WORK REQUEST → Could you output every line of the listing below as a JSON list of strings, one string per line, with blank lines skipped and the pictures left out?

[Stored items]
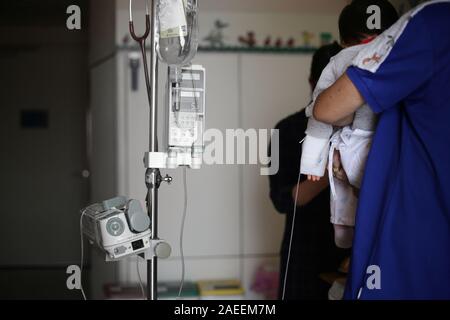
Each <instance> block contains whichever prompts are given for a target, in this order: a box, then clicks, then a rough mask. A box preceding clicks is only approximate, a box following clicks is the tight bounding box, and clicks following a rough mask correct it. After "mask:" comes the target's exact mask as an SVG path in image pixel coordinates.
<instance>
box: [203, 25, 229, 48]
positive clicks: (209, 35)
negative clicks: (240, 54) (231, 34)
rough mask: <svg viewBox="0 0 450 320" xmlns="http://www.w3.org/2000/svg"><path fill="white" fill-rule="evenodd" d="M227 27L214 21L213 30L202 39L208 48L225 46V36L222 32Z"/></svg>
mask: <svg viewBox="0 0 450 320" xmlns="http://www.w3.org/2000/svg"><path fill="white" fill-rule="evenodd" d="M227 27H228V23H225V22H222V21H220V20H216V21H215V22H214V29H213V30H211V31H210V33H209V34H208V35H207V36H206V37H205V38H204V39H203V40H204V41H206V42H208V45H209V46H210V47H214V48H215V47H224V46H225V42H224V40H225V36H224V34H223V30H224V29H225V28H227Z"/></svg>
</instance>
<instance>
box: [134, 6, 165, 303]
mask: <svg viewBox="0 0 450 320" xmlns="http://www.w3.org/2000/svg"><path fill="white" fill-rule="evenodd" d="M151 4H152V19H150V12H149V5H148V1H145V5H146V14H145V32H144V34H143V35H142V36H137V35H136V33H135V31H134V23H133V13H132V11H133V9H132V0H130V1H129V5H130V6H129V11H130V21H129V28H130V34H131V36H132V38H133V39H134V40H135V41H136V42H138V43H139V46H140V49H141V53H142V59H143V61H144V74H145V84H146V89H147V97H148V102H149V106H150V119H149V120H150V134H149V151H150V152H157V151H158V145H157V137H156V128H157V127H156V121H157V113H156V111H157V110H156V108H157V104H158V97H157V92H158V87H157V86H158V83H157V79H158V57H157V53H156V30H157V23H156V21H157V19H156V12H157V6H158V0H151ZM149 35H150V43H151V52H150V53H151V54H150V71H151V73H150V75H149V68H148V65H147V52H146V48H145V41H146V39H147V37H148V36H149ZM161 180H162V178H161V173H160V171H159V169H158V168H148V169H147V171H146V174H145V183H146V185H147V190H148V191H147V199H146V200H147V213H148V214H149V215H150V219H151V240H153V241H157V240H158V188H159V185H160V182H161ZM149 258H150V259H148V260H147V299H148V300H156V299H157V257H156V256H154V255H152V256H151V257H149Z"/></svg>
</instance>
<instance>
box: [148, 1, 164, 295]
mask: <svg viewBox="0 0 450 320" xmlns="http://www.w3.org/2000/svg"><path fill="white" fill-rule="evenodd" d="M157 2H158V1H157V0H151V8H152V18H151V25H152V26H151V33H150V44H151V52H150V59H151V60H150V87H151V94H150V96H151V97H150V135H149V151H150V152H158V138H157V106H158V55H157V53H156V31H157V19H156V12H157V5H158V3H157ZM146 72H147V71H146ZM145 183H146V185H147V189H148V192H147V212H148V214H149V215H150V219H151V220H150V221H151V231H152V236H151V239H152V240H154V239H158V188H159V185H160V183H161V173H160V171H159V169H158V168H147V171H146V173H145ZM157 267H158V258H157V257H156V255H153V256H152V259H151V260H148V261H147V299H148V300H156V299H157V275H158V273H157Z"/></svg>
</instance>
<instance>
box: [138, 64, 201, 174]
mask: <svg viewBox="0 0 450 320" xmlns="http://www.w3.org/2000/svg"><path fill="white" fill-rule="evenodd" d="M205 77H206V76H205V68H203V67H202V66H199V65H191V66H187V67H173V66H169V74H168V81H167V95H166V126H165V140H164V141H165V145H164V147H165V150H166V152H148V153H146V155H145V159H144V162H145V165H146V167H147V168H169V169H174V168H177V167H179V166H188V167H190V168H192V169H199V168H200V167H201V165H202V159H203V149H204V142H203V134H204V132H205V115H206V113H205V108H206V103H205V101H206V99H205V84H206V80H205Z"/></svg>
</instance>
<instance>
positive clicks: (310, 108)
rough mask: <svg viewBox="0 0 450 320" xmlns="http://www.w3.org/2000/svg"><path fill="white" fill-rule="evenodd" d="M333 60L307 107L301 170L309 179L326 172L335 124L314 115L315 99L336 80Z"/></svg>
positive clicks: (323, 72)
mask: <svg viewBox="0 0 450 320" xmlns="http://www.w3.org/2000/svg"><path fill="white" fill-rule="evenodd" d="M335 80H336V79H335V76H334V64H333V60H332V61H331V62H330V63H329V64H328V65H327V66H326V67H325V69H324V70H323V72H322V75H321V76H320V79H319V81H318V82H317V85H316V88H315V89H314V92H313V101H312V102H311V104H310V105H309V106H308V107H307V108H306V115H307V116H308V117H309V120H308V127H307V129H306V137H305V140H304V142H303V146H302V159H301V167H300V172H301V173H302V174H304V175H307V176H308V180H313V181H317V180H319V179H320V177H323V176H324V174H325V168H326V165H327V155H328V149H329V139H330V137H331V135H332V134H333V126H331V125H329V124H325V123H323V122H319V121H317V120H316V119H314V117H313V116H312V112H313V106H314V102H315V99H316V98H317V97H318V96H319V94H320V93H321V92H322V91H323V90H325V89H326V88H328V87H329V86H331V85H332V84H333V83H334V81H335Z"/></svg>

RESPONSE FOR THIS EXERCISE →
[
  "Each <instance> block contains whichever prompts are given for a target, in this order: a box, then clicks, then a rough mask. A box preceding clicks is only approximate, a box following clicks is the tight bounding box, and clicks following a rough mask correct it. After \"mask:\" comes the target's exact mask as an SVG path in image pixel coordinates.",
  "<instance>",
  "box: [203, 25, 229, 48]",
  "positive clicks: (209, 35)",
  "negative clicks: (240, 54) (231, 34)",
  "rough mask: <svg viewBox=\"0 0 450 320\" xmlns=\"http://www.w3.org/2000/svg\"><path fill=\"white\" fill-rule=\"evenodd\" d=\"M227 27L214 21L213 30L202 39L208 48L225 46V36L222 32Z\"/></svg>",
  "mask: <svg viewBox=\"0 0 450 320\" xmlns=\"http://www.w3.org/2000/svg\"><path fill=\"white\" fill-rule=\"evenodd\" d=\"M227 27H228V23H225V22H222V21H220V20H216V21H215V22H214V29H213V30H211V31H210V33H209V34H208V35H207V36H206V37H205V38H204V39H203V40H204V41H206V42H208V45H209V46H210V47H214V48H215V47H224V46H225V42H224V40H225V36H224V34H223V30H224V29H225V28H227Z\"/></svg>",
  "</instance>",
  "<instance>",
  "box: [134, 6, 165, 303]",
  "mask: <svg viewBox=\"0 0 450 320\" xmlns=\"http://www.w3.org/2000/svg\"><path fill=\"white\" fill-rule=\"evenodd\" d=\"M151 4H152V19H150V12H149V5H148V1H145V5H146V14H145V32H144V34H143V35H142V36H137V35H136V33H135V31H134V23H133V13H132V11H133V9H132V0H130V1H129V5H130V6H129V11H130V21H129V28H130V34H131V36H132V38H133V39H134V40H135V41H136V42H138V43H139V46H140V49H141V53H142V59H143V61H144V74H145V84H146V89H147V97H148V102H149V106H150V119H149V120H150V134H149V151H150V152H157V151H158V145H157V137H156V128H157V127H156V121H157V113H156V111H157V110H156V108H157V104H158V97H157V92H158V87H157V86H158V83H157V79H158V57H157V53H156V30H157V23H156V21H157V19H156V12H157V6H158V0H151ZM149 35H150V43H151V52H150V53H151V54H150V71H151V73H150V75H149V68H148V65H147V52H146V48H145V41H146V39H147V37H148V36H149ZM161 180H162V178H161V173H160V171H159V169H158V168H148V169H147V171H146V174H145V183H146V185H147V190H148V191H147V199H146V200H147V213H148V214H149V215H150V219H151V240H153V241H157V240H158V188H159V185H160V182H161ZM149 258H150V259H148V260H147V299H148V300H156V299H157V257H156V256H154V255H152V256H151V257H149Z\"/></svg>",
  "</instance>",
  "<instance>",
  "box: [148, 1, 164, 295]",
  "mask: <svg viewBox=\"0 0 450 320\" xmlns=\"http://www.w3.org/2000/svg\"><path fill=\"white\" fill-rule=\"evenodd\" d=\"M157 2H158V1H157V0H151V8H152V18H151V25H152V26H151V33H150V44H151V52H150V59H151V60H150V87H151V94H150V96H151V97H150V135H149V151H150V152H158V138H157V106H158V55H157V53H156V31H157V19H156V12H157V5H158V3H157ZM146 72H147V71H146ZM145 183H146V185H147V189H148V192H147V212H148V214H149V215H150V219H151V220H150V221H151V231H152V236H151V239H152V240H154V239H158V188H159V185H160V183H161V173H160V171H159V169H158V168H147V171H146V173H145ZM157 267H158V258H157V257H156V255H153V256H152V259H151V260H148V261H147V299H148V300H156V299H157V275H158V273H157Z\"/></svg>",
  "</instance>",
  "<instance>",
  "box: [138, 64, 201, 174]",
  "mask: <svg viewBox=\"0 0 450 320\" xmlns=\"http://www.w3.org/2000/svg\"><path fill=\"white\" fill-rule=\"evenodd\" d=\"M205 77H206V76H205V68H203V67H202V66H199V65H191V66H187V67H173V66H169V74H168V81H167V95H166V126H165V140H164V141H165V145H164V147H165V150H166V152H148V153H146V155H145V159H144V162H145V165H146V167H147V168H169V169H174V168H177V167H179V166H188V167H190V168H192V169H199V168H200V167H201V165H202V159H203V149H204V142H203V134H204V132H205V115H206V113H205V108H206V103H205V101H206V99H205V84H206V80H205Z\"/></svg>",
  "</instance>",
  "<instance>",
  "positive clicks: (310, 108)",
  "rough mask: <svg viewBox=\"0 0 450 320\" xmlns=\"http://www.w3.org/2000/svg\"><path fill=\"white\" fill-rule=\"evenodd\" d=\"M333 60L307 107L301 170L309 179L326 172L335 124L314 115L315 99L336 80Z\"/></svg>",
  "positive clicks: (323, 72)",
  "mask: <svg viewBox=\"0 0 450 320\" xmlns=\"http://www.w3.org/2000/svg\"><path fill=\"white\" fill-rule=\"evenodd\" d=\"M335 80H336V79H335V76H334V64H333V60H332V61H331V62H330V63H329V64H328V65H327V66H326V67H325V69H324V70H323V72H322V75H321V76H320V79H319V81H318V82H317V85H316V88H315V89H314V92H313V101H312V102H311V104H310V105H309V106H308V107H307V108H306V115H307V116H308V117H309V120H308V127H307V129H306V137H305V140H304V142H303V146H302V159H301V167H300V172H301V173H302V174H304V175H307V176H308V180H313V181H317V180H319V179H320V177H323V176H324V174H325V168H326V165H327V155H328V149H329V139H330V137H331V135H332V134H333V126H331V125H329V124H325V123H323V122H319V121H317V120H316V119H314V117H313V116H312V112H313V106H314V102H315V99H316V98H317V97H318V96H319V94H320V93H321V92H322V91H323V90H325V89H326V88H328V87H329V86H331V85H332V84H333V83H334V81H335Z\"/></svg>"
]